- **INSTRUCTIONS**:
- A) Summarize the passage on tech companies and the coronavirus in three sentences.
- B) In the passage on tech companies and the coronavirus, list every area that Google employees are not allowed to travel to.
- C) Pick up the passage on tech companies and the coronavirus where it stops, and write its next few sentences.

- **PASSAGE TO READ**:
==============================
This week, Amazon announced that it has stopped all non-essential for its 798,000 employees worldwide.

While last Friday, staff from Amazon’s global operations team were also told not to plan any meetings requiring travel until at least April, it was reported in The New York Times.

It’s a similar situation at tech giant Google, which has expanded its employee travel restrictions by adding South Korea and Japan to the list of areas employees aren’t allowed to travel to – having already includes China, Iran, and two Italian regions as no-go zones.

“We can confirm that one employee from our Zurich office has been diagnosed with the Coronavirus,” a Google spokesperson said in a statement.

“They were in the Zurich office for a limited time, before they had any symptoms. We have taken – and will continue to take – all necessary precautionary measures, following the advice of public health officials, as we prioritise everyone's health and safety,” the spokesperson added.

Google’s European headquarters in Dublin has taken matters a step further by directing its entire workforce to work from home. It’s unclear when the 8000 employees will return to work.
==============================
- **DATA SEGMENT**:
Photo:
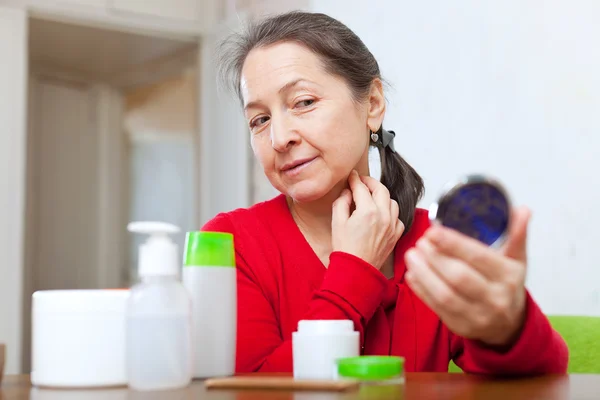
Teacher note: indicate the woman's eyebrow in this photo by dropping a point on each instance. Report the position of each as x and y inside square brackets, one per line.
[292, 84]
[283, 89]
==============================
- **WRITTEN RESPONSES**:
- A) Staff from Amazon's global operations team were told not to plan any meetings requiring travel until at least April. Google expanded its employee travel restrictions by adding South Korea and Japan to its list of no-go areas, and a spokesperson confirmed that an employee from its Zurich office had been diagnosed with the coronavirus. Google's European headquarters in Dublin went further and told its entire workforce to work from home, and it is unclear when the 8000 employees will return.

- B)
- South Korea
- Japan
- China
- Iran
- two Italian regions

- C)
“We continue to take precautionary measures to protect the health and safety of our workforce, in accordance with the advice of medical experts, and as part of that effort we have asked our Dublin teams to work from home,” Google said in a statement.

Twitter is also urging its 5000-strong global workforce to work from home.

“Beginning today, we are strongly encouraging all employees globally to work from home if they’re able. Our goal is to lower the probability of the spread of the COVID-19 coronavirus for us – and the world around us,” a twitter company blogpost said on Monday.

San Francisco-based Twitter – which employs people across the globe – said it would tailor its work practices to working from home but would keep offices open for employees who preferred to or needed to work at company premises, with the exception of certain countries, such as South Korea and Japan.